Text block:
Scholars have also identified census indicators that can be used to reveal that gentrification is taking place in a given area, including a drop in the number of children per household, increased education among residents, the number of non-traditional types of households, and a general upwards shift in income.
The stereotypical gentrifiers also have shared consumer preferences and favor a largely consumerist culture. This fuels the rapid expansion of trendy restaurant, shopping, and entertainment spheres that often accompany the gentrification process. Holcomb and Beauregard described these groups as those who are "attracted by low prices and toleration of an unconventional lifestyle".() as cited in
An interesting find from research on those who participate and initiate the gentrification process, the "marginal gentrifiers" as referred to by Tim Butler, is that they become marginalized by the expansion of the process.
Jackelyn Hwang and Jeffrey Lin have supported in their research that another reason for the influx of upper-class individuals to urban areas is due to the "increase in demand for college-educated workers". It is because of this demand that wealthier individuals with college degrees needed to move into urban cities for work, increasing prices in housing as the demand has grown. Additionally, Darren P. Smith finds through his research that college-educated workers moving into the urban areas causes them to settle there and raise children, which eventually contributes to the cost of education in regards to the migration between urban and suburban places.
There are also theories that suggest the inner-city lifestyle is important for women with children where the father does not care equally for the child, because of the proximity to professional childcare. This attracts single parents, specifically single mothers, to the inner-city as opposed to suburban areas where resources are more geographically spread out. This is often deemed as "marginal gentrification," for the city can offer an easier solution to combining paid and unpaid labor. Inner city concentration increases the efficiency of commodities parents need by minimizing time constraints among multiple jobs, childcare, and markets.
The identity that residence in the inner city provides is important for the gentrifier, and this is particularly so in the artists' case. Their cultural emancipation from the bourgeois makes the central city an appealing alternative that distances them from the conformity and mundaneness attributed to suburban life. They are quintessential city people, and the city is often a functional choice as well, for city life has advantages that include connections to customers and a closer proximity to a downtown art scene, all of which are more likely to be limited in a suburban setting. Ley's research cites a quote from a Vancouver printmaker talking about the importance of inner city life to an artist, that it has, "energy, intensity, hard to specify but hard to do without".
Ironically, these attributes that make artists characteristic marginal gentrifiers form the same foundations for their isolation as the gentrification process matures. The later stages of the process generate an influx of more affluent, "yuppie" residents. As the bohemianism character of the community grows, it appeals "not only to committed participants, but also to sporadic consumers," and the rising property values that accompany this migration often lead to the eventual pushing out of the artists that began the movement in the first place. Sharon Zukin's study of SoHo in Manhattan, NYC was one of the most famous cases of this phenomenon. Throughout the 1960s and 1970s, in SoHo were converted en masse into housing for artists and hippies, and then their sub-culture's followers.
While much of this information may be true, the LGBTQ+ community felt the need to create their own communities in racial minority dominated areas because of the oppression they faced in heterosexual dominated areas. In Chicago—with neighborhoods like Boystown, a now predominantly wealthy, LGBTQ+ area—these places only came to be because of the isolation of the gay community. As pushback against a city that did not want them there in the first place, the LGBTQ+ community created enclaves. Another example, Buenos Aires, shows that predominantly LGBTQ+ areas were only able to exist when the government allowed that area to be gentrified.

Set task 1: Pull out each line of the listing below that contains the string "building". Letter case counts.

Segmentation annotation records
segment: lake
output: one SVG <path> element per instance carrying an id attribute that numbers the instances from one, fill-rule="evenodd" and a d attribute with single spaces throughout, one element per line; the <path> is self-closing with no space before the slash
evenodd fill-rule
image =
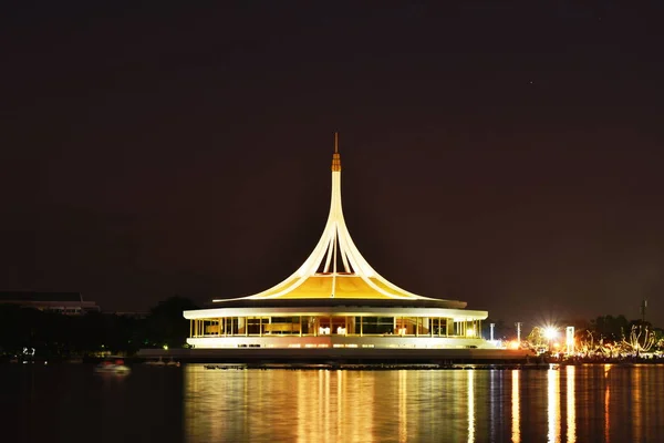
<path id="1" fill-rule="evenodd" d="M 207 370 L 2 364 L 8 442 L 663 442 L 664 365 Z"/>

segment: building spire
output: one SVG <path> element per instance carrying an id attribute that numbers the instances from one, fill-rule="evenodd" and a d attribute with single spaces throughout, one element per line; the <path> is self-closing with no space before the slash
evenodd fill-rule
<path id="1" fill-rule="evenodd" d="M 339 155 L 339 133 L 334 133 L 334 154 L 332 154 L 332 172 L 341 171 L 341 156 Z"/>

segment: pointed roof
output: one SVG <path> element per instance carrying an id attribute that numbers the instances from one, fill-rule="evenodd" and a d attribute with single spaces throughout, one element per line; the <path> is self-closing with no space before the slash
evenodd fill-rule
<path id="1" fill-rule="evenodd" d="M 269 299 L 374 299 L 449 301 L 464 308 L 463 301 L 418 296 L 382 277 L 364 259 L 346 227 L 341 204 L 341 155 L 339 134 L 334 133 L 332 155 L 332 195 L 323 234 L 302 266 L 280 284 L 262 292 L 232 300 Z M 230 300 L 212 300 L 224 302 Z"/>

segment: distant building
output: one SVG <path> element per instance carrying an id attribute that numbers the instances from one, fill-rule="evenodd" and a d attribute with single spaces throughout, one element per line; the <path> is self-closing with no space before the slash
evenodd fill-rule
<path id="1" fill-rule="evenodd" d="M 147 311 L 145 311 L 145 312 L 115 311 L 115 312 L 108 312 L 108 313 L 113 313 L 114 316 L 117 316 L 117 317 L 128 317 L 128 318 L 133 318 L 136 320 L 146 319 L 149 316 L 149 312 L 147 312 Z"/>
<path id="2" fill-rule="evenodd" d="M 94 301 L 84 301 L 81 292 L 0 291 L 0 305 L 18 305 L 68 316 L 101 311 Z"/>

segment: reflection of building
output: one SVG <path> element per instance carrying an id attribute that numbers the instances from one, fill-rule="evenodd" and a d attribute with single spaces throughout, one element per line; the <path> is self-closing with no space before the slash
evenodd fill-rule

Set task 2: Write what comes next in the passage on gentrification above, starting right after its final sentence.

Final answer 1:
segment: building spire
segment: distant building
segment: reflection of building

Final answer 2:
Today, practically all historic gayborhoods have become less LGBTQ+ centric mainly due to the modern effects of gentrification. The rising cost to live in gayborhoods and government use of eminent domain have displaced many LGBTQ+ people and closed many LGBTQ+ centric businesses.
German (speaking) municipalities have a strong legal role in zoning and on the real estate market in general and a long tradition of integrating social aspects in planning schemes and building regulations. The German approach uses en (milieu conservation municipal law), e.g. in Munich's Lehel district in use since the 1960s. The concepts of socially aware renovation and zoning of Bologna's old city in 1974 was used as role model in the Charta of Bologna, and recognized by the Council of Europe.
Most economists do not think anti-gentrification measures by the government make cities better off.
Meibion Glyndŵr (Sons of Glyndŵr), also known as the Valley Commandos, was a Welsh nationalist movement violently opposed to the loss of Welsh culture and Welsh language. They were formed in response to the housing crisis precipitated by large numbers of second homes being bought by the English which had increased house prices beyond the means of many locals. The group were responsible for setting fire to England-owned in Wales from 1979 to the mid-1990s. In the first wave of attacks, eight holiday homes were destroyed in a month, and in 1980, Welsh Police carried out a series of raids in Operation Tân. Within the next ten years, some 220 properties were damaged by the campaign. MP's theory over cottage burnings, BBC News, 10 December 2004. Accessed 9 February 2007. Since the mid-1990s the group has been inactive and Welsh nationalist violence has ceased. In 1989 there was a movement that protested an influx of Swabians to Berlin who were deemed as gentrification drivers. Berlin saw the Schwabenhass and 2013 Spätzlerstreit controversies, which identified gentrification with newcomers from the German south.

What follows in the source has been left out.